### GESTELLTE AUFGABE A
Bearbeite bitte den Abschnitt der Datensätze, der mit der Zeile mit „Where can you see the tree“ beginnt und mit dem Ende der Datensätze schließt, beide Enden eingeschlossen. Ersetze darin „thickest part“ durch „widest part“ und gib nur diesen Abschnitt sonst unverändert wieder.

### DOKUMENTAUSZUG

──────────────────────────────

Gut, so sollte ich das nicht stehen lassen; ich kenne Firmen, die das Risikomanagement sehr ernst nehmen und es auch ordentlich umsetzen. Aber nach meiner Beobachtung überwiegen folgende Fälle:

  • Risikomanagement wird gar nicht gemacht.
  • Es gibt dazu in größeren Unternehmen ein Kapitel in einem Firmenhandbuch, aber die Beschreibung ist lückenhaft, und ein Sinn, der über bloße Informationspflichten hinausführt, ist nicht erkennbar.
  • Einzelne Bereiche oder Abteilungen dieser Unternehmen setzen die Vorschriften nicht um.
  • Es gibt keine Lessons Learned, auf die beim Start eines neuen Projekts zurückgegriffen wird.

Aber so gut wie immer steht dem die Forderung des Managements gegenüber, es mögen doch bitte alle das Risikomanagement ernst nehmen, weil es eine sehr hohe Bedeutung für die Firma habe. Angesichts dieser kognitiven Dissonanz stelle ich also die Frage anders:

Wenn Risikomanagement so wichtig ist: warum wird es dann so selten vernünftig gemacht?

Ich sehe dafür verschiedene Gründe:

  1. Der Mensch mag keine Unsicherheit. Wir haben alle den Schreibtisch voll mit zu erledigenden Aufgaben und Problemen, die unbedingt gelöst werden müssen. Warum sich also mit Ereignissen beschäftigen, die eventuell gar nicht eintreten?

──────────────────────────────

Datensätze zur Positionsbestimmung

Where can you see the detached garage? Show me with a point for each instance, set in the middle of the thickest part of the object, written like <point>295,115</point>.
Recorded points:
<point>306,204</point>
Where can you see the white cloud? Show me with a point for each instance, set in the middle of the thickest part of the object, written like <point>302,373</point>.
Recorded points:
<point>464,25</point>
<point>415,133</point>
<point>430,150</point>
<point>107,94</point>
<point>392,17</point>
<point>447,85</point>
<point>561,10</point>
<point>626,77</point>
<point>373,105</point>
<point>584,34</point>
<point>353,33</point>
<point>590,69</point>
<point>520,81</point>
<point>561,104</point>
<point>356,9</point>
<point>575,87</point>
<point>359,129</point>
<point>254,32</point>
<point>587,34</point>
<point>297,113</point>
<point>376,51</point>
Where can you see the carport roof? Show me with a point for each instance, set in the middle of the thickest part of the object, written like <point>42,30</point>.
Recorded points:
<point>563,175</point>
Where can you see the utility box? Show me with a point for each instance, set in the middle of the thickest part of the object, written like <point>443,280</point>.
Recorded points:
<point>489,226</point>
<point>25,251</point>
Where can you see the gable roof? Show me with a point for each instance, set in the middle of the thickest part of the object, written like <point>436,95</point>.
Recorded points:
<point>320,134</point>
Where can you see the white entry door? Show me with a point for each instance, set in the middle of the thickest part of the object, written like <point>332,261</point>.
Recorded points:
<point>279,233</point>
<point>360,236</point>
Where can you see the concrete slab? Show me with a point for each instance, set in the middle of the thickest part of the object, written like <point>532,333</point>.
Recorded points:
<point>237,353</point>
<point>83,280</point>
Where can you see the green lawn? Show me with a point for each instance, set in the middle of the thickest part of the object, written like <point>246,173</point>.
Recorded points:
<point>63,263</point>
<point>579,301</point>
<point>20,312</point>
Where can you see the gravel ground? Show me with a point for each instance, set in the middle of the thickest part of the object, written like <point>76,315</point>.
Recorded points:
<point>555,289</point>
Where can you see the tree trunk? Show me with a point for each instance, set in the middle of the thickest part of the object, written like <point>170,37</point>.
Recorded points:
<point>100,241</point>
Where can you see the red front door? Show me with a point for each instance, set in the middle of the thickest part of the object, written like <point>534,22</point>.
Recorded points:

──────────────────────────────

### GESTELLTE AUFGABE B
Beantworte diese Fragen zum Text über Risikomanagement:
(i) Worauf wird nach einem der aufgezählten Fälle beim Start eines neuen Projekts nicht zurückgegriffen?
(ii) Was fordert das Management so gut wie immer?
(iii) Was mag der Mensch laut dem ersten genannten Grund nicht?

### VOLLSTÄNDIGE AUSGABE A
Where can you see the tree trunk? Show me with a point for each instance, set in the middle of the widest part of the object, written like <point>170,37</point>.
Recorded points:
<point>100,241</point>
Where can you see the red front door? Show me with a point for each instance, set in the middle of the widest part of the object, written like <point>534,22</point>.
Recorded points:

### VOLLSTÄNDIGE AUSGABE B
(i) Auf Lessons Learned.
(ii) Alle mögen das Risikomanagement ernst nehmen, weil es eine sehr hohe Bedeutung für die Firma habe.
(iii) Unsicherheit.